> Énoncé: Extrayez sans rien y changer les lignes qui vont de celle contenant « roof, dropping a point on every instance. » jusqu'à la fin du matériel, ces deux limites comprises.

> Données de travail:
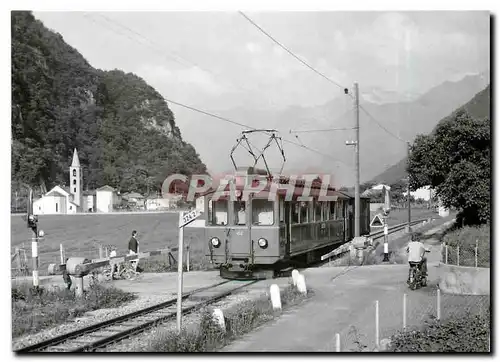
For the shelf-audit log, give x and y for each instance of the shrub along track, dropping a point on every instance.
(96, 336)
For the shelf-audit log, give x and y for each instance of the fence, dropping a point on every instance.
(395, 311)
(472, 255)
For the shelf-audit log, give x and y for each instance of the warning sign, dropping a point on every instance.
(377, 222)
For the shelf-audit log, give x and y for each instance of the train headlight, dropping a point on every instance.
(215, 242)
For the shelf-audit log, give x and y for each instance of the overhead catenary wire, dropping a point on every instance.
(290, 52)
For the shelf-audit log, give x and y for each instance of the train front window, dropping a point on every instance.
(240, 213)
(262, 212)
(218, 212)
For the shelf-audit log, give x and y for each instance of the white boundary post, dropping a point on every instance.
(274, 291)
(439, 304)
(377, 335)
(295, 277)
(404, 311)
(61, 252)
(475, 254)
(179, 274)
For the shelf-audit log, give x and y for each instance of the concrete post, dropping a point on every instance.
(79, 286)
(61, 252)
(404, 311)
(274, 290)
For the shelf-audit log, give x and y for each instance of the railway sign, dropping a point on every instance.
(377, 221)
(189, 218)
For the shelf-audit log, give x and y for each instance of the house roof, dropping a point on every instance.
(106, 188)
(76, 160)
(54, 193)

> Solution:
For the shelf-audit log, give x and y for each instance of the house roof, dropping a point on every instance.
(106, 188)
(76, 160)
(54, 193)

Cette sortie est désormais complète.